◆ SELECTED EXCERPT:
>> BEGIN

Tom O’Neill Says Better Partnerships Help Field Rapid Demand After Long Winter

One of the biggest changes in building materials distribution in recent years is the rapidly dropping lead times customers are given before starting a project. Plummeting ETAs on multiple jobs means that distributors may be required to supply a wide range of products with little or no notice. Fortunately, distributors can turn this challenge into an opportunity by building better partnerships with customers and manufacturers alike, says Tom O’Neill, CEO of Würth Baer Supply Company. Based out of Vernon Hills, Illinois, Würth Baer has 25,000 residential and commercial customers served by 20 branch locations in the Midwest and Northeast. In a recent interview, O’Neill discusses how Würth Baer keeps ahead of the curve in an industry that is very different from what it was several years ago.

As O’Neill points out, the biggest challenge in the building distribution industry since the recession has been forecasting market demand. “Prior to 2008, you knew what you needed and who you needed it for, but now that things are picking up again, business is very different,” he explains. “Our customers can now win two or three jobs, and their ETAs will be so short that they need their product immediately, which requires more open communication between the sales and purchasing departments.”

This problem has been exacerbated in the Midwest and the East Coast coming off of record snowfalls and arctic cold this past winter. While that put many businesses behind in the first quarter, the weather is finally turning, and orders are coming fast and furious. To cope with that demand, O’Neill says, distributors need to be positioned in every way—from staffing, to inventory, to phones— to make sure they meet customer needs as all the jobs that were pushed back start to get releases. While that could be a problem for some companies, O’Neill views it as a chance to help customers manage inventory effectively through the boom.

>> END

◆ TASK BRIEF: Reproduce, word for word, the passage of the building materials distribution article above that opens with the words containing "Tom O’Neill Says" and closes with "several years ago.".

◆ DATA PROVIDED:
>> BEGIN

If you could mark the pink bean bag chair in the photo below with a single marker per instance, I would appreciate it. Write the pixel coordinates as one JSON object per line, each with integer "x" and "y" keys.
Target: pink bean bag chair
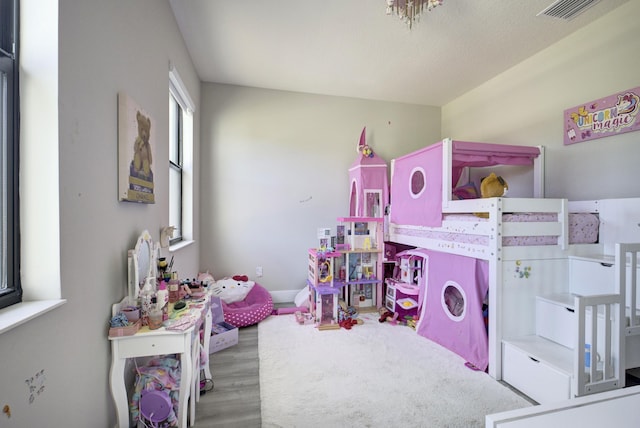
{"x": 256, "y": 306}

>> END

◆ COMPLETE OUTPUT:
Tom O’Neill Says Better Partnerships Help Field Rapid Demand After Long Winter

One of the biggest changes in building materials distribution in recent years is the rapidly dropping lead times customers are given before starting a project. Plummeting ETAs on multiple jobs means that distributors may be required to supply a wide range of products with little or no notice. Fortunately, distributors can turn this challenge into an opportunity by building better partnerships with customers and manufacturers alike, says Tom O’Neill, CEO of Würth Baer Supply Company. Based out of Vernon Hills, Illinois, Würth Baer has 25,000 residential and commercial customers served by 20 branch locations in the Midwest and Northeast. In a recent interview, O’Neill discusses how Würth Baer keeps ahead of the curve in an industry that is very different from what it was several years ago.